+++ DATA EXTRACT

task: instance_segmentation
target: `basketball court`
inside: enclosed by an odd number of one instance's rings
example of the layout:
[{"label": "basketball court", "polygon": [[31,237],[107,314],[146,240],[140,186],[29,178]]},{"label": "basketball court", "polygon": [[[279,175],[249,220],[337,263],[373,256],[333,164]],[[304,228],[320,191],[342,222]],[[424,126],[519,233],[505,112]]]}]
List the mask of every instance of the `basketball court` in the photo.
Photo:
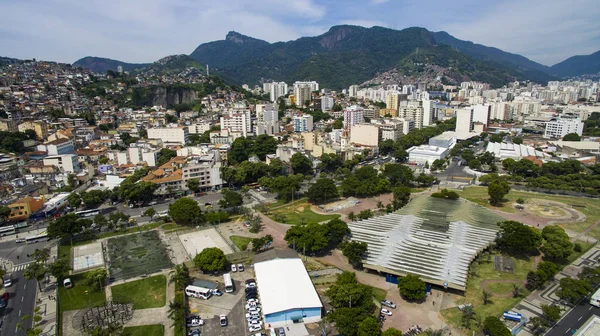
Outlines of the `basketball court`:
[{"label": "basketball court", "polygon": [[104,266],[102,243],[73,247],[73,272],[82,272]]},{"label": "basketball court", "polygon": [[218,247],[225,254],[233,253],[231,246],[214,228],[179,235],[179,240],[192,259],[208,247]]}]

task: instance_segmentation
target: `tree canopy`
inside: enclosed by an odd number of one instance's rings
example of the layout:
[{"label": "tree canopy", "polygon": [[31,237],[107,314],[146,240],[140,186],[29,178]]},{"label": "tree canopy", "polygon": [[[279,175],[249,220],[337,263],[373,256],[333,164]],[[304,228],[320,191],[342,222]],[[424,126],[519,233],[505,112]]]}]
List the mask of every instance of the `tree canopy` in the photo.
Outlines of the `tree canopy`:
[{"label": "tree canopy", "polygon": [[407,274],[398,278],[398,288],[400,295],[409,301],[419,301],[425,298],[427,286],[418,275]]},{"label": "tree canopy", "polygon": [[500,230],[496,235],[496,244],[509,253],[524,254],[540,247],[542,235],[530,226],[516,221],[498,223]]},{"label": "tree canopy", "polygon": [[177,224],[189,225],[204,222],[202,210],[198,202],[193,199],[182,197],[169,204],[169,217]]},{"label": "tree canopy", "polygon": [[328,201],[337,199],[339,193],[335,182],[332,179],[324,177],[318,179],[308,188],[306,196],[311,203],[327,203]]},{"label": "tree canopy", "polygon": [[239,207],[244,204],[244,196],[238,192],[224,188],[221,190],[221,194],[223,194],[223,198],[219,201],[221,208]]},{"label": "tree canopy", "polygon": [[294,153],[290,158],[290,164],[294,174],[312,175],[312,162],[308,157],[300,153]]},{"label": "tree canopy", "polygon": [[344,196],[365,197],[389,192],[391,184],[384,176],[380,176],[373,166],[364,166],[347,176],[341,189]]},{"label": "tree canopy", "polygon": [[227,265],[227,258],[221,249],[207,247],[194,257],[194,265],[204,272],[221,271]]}]

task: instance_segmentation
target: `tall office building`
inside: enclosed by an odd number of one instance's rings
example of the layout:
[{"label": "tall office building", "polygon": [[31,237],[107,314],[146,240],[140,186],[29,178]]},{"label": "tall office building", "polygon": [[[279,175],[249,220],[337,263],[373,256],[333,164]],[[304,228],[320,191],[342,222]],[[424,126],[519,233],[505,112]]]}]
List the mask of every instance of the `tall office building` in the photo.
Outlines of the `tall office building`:
[{"label": "tall office building", "polygon": [[415,128],[423,128],[423,106],[419,101],[400,102],[398,108],[398,117],[404,119],[412,119],[415,122]]},{"label": "tall office building", "polygon": [[348,95],[350,97],[358,97],[358,85],[350,85],[348,89]]},{"label": "tall office building", "polygon": [[434,113],[433,113],[433,105],[435,102],[429,99],[423,99],[421,101],[421,105],[423,107],[423,127],[428,127],[433,124]]},{"label": "tall office building", "polygon": [[547,122],[544,138],[562,139],[569,133],[583,134],[583,121],[580,118],[557,118]]},{"label": "tall office building", "polygon": [[489,104],[478,104],[473,106],[473,122],[482,123],[487,126],[490,121],[492,107]]},{"label": "tall office building", "polygon": [[312,132],[313,130],[313,116],[310,114],[303,114],[294,116],[294,132]]},{"label": "tall office building", "polygon": [[242,136],[252,133],[252,122],[250,110],[240,110],[221,117],[221,130],[227,129],[231,132],[241,132]]},{"label": "tall office building", "polygon": [[469,133],[473,130],[473,110],[462,108],[456,110],[456,132]]},{"label": "tall office building", "polygon": [[385,97],[385,106],[388,109],[398,111],[398,107],[400,106],[400,92],[399,91],[388,92]]},{"label": "tall office building", "polygon": [[[312,100],[312,92],[307,84],[294,84],[294,97],[296,98],[296,106],[310,105]],[[308,102],[308,104],[306,104]]]}]

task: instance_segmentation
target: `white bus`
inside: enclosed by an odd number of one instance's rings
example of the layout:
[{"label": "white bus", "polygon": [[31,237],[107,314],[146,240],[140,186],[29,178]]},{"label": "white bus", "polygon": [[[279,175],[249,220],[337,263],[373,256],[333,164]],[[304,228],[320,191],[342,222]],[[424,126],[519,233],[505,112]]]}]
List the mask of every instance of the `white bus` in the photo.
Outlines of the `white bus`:
[{"label": "white bus", "polygon": [[100,209],[83,210],[78,211],[75,214],[80,218],[93,217],[100,214]]},{"label": "white bus", "polygon": [[204,300],[208,300],[212,296],[210,289],[192,285],[185,287],[185,294],[187,296],[200,298]]},{"label": "white bus", "polygon": [[600,289],[598,289],[596,293],[592,295],[592,298],[590,299],[590,304],[592,306],[600,307]]},{"label": "white bus", "polygon": [[43,240],[50,240],[48,238],[48,232],[46,231],[42,231],[34,236],[29,236],[29,237],[25,237],[25,242],[27,244],[31,244],[31,243],[37,243],[38,241],[43,241]]},{"label": "white bus", "polygon": [[231,281],[231,274],[223,274],[223,283],[225,284],[225,293],[233,293],[233,281]]}]

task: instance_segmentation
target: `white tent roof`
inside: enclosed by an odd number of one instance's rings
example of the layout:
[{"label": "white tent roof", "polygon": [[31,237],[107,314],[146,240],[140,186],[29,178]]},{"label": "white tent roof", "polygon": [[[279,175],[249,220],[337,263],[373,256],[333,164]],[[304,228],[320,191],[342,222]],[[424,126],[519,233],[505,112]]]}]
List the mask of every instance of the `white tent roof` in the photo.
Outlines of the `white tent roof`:
[{"label": "white tent roof", "polygon": [[274,259],[254,264],[263,314],[323,307],[302,260]]}]

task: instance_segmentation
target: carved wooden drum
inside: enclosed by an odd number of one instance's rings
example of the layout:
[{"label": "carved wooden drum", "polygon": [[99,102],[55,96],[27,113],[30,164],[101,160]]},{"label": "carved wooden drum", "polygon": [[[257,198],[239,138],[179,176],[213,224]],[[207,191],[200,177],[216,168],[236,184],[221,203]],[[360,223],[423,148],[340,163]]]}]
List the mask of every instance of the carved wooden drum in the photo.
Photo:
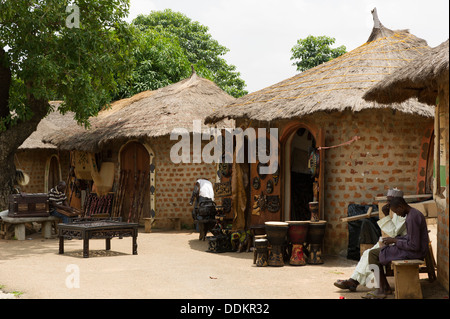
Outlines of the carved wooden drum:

++++++

EXERCISE: What lines above contain the word "List"? Please copy each one.

RESPONSE BELOW:
List the mask of every instance of the `basketball court` in the photo.
List the mask of every instance of the `tree canopy` in the photo.
List the mask of every instance of the `tall office building` in the photo.
List the mask of every instance of the `white bus` in the photo.
List the mask of every instance of the `white tent roof` in the photo.
List the mask of every instance of the carved wooden drum in the photo.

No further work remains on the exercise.